[Rows from an object pointing dataset]
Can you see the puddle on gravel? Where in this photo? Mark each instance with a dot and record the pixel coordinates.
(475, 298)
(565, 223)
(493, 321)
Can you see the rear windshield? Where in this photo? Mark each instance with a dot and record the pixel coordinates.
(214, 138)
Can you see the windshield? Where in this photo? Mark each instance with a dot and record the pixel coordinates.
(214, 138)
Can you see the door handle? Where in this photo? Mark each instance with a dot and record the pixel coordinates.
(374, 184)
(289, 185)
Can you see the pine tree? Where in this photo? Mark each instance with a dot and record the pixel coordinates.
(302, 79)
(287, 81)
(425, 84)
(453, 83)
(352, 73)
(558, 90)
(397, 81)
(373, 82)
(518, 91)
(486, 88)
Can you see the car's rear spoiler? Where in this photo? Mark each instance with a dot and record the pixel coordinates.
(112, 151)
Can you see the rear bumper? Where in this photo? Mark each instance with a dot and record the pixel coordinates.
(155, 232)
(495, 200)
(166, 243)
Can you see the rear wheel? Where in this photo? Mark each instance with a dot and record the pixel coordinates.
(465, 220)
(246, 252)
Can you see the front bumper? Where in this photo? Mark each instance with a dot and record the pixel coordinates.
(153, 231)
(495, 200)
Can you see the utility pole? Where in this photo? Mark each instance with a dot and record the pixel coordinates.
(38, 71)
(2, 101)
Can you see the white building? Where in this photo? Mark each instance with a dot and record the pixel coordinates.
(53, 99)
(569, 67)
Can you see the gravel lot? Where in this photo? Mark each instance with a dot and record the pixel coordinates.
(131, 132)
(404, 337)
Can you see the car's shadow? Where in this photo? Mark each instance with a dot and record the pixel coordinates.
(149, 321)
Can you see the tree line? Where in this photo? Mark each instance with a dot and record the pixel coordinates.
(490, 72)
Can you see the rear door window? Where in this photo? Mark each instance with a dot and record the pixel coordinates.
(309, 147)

WHAT THIS TASK INVOLVES: Copy every line of the material above word for word.

CORRECT OUTPUT:
Can you see the puddle on gravel? Where in this photo? Mark each instance with a dot and record the pixel coordinates.
(475, 298)
(565, 223)
(493, 321)
Can you see the rear windshield? Where in this photo? Mark each instance with a dot and record the pixel coordinates.
(214, 138)
Can you see the windshield? Where in this photo? Mark each instance with a dot and record the pixel coordinates.
(214, 138)
Can you see the door handle? Where in this photo? Mark each instance with a dot and record the pixel coordinates.
(374, 184)
(289, 185)
Can you see the pine tree? Where in this photo? Mark each instance with a dot and record the pixel coordinates.
(302, 79)
(287, 81)
(425, 84)
(453, 83)
(352, 73)
(558, 90)
(397, 81)
(373, 82)
(518, 91)
(486, 88)
Can you see the car's rear spoiler? Where in this photo? Mark each instance with a dot and record the pixel coordinates.
(112, 151)
Can you see the rear bumper? Where in this photo? Mark each instance with a dot and record the pixel coordinates.
(155, 232)
(495, 200)
(166, 243)
Can you see the rear wheel? Where in this photo? Mark each instance with a dot and record the pixel coordinates.
(465, 220)
(246, 252)
Can you see the front bumper? Where in this photo? Mark each instance with a dot and record the pixel coordinates.
(153, 231)
(495, 200)
Can you see the utility pole? Where in this photo? Mark each instance with a dot and record the pixel coordinates.
(38, 71)
(2, 101)
Can you see the white building? Where in this photo? Mark each instance with a dot and record the pixel coordinates.
(53, 99)
(569, 67)
Can you see the gravel lot? Where in this photo? Mark each instance with a dot and record the pixel coordinates.
(131, 132)
(404, 337)
Can you see the car's shadow? Where in this photo? Mark each instance with a dot and record the pixel coordinates.
(149, 321)
Can you see the tree line? Where in this photo? Mark each instance with a dot and record the pixel coordinates.
(490, 72)
Can you see the rear door window? Where in this photo? Mark each instance with a dot and record the pixel coordinates.
(309, 147)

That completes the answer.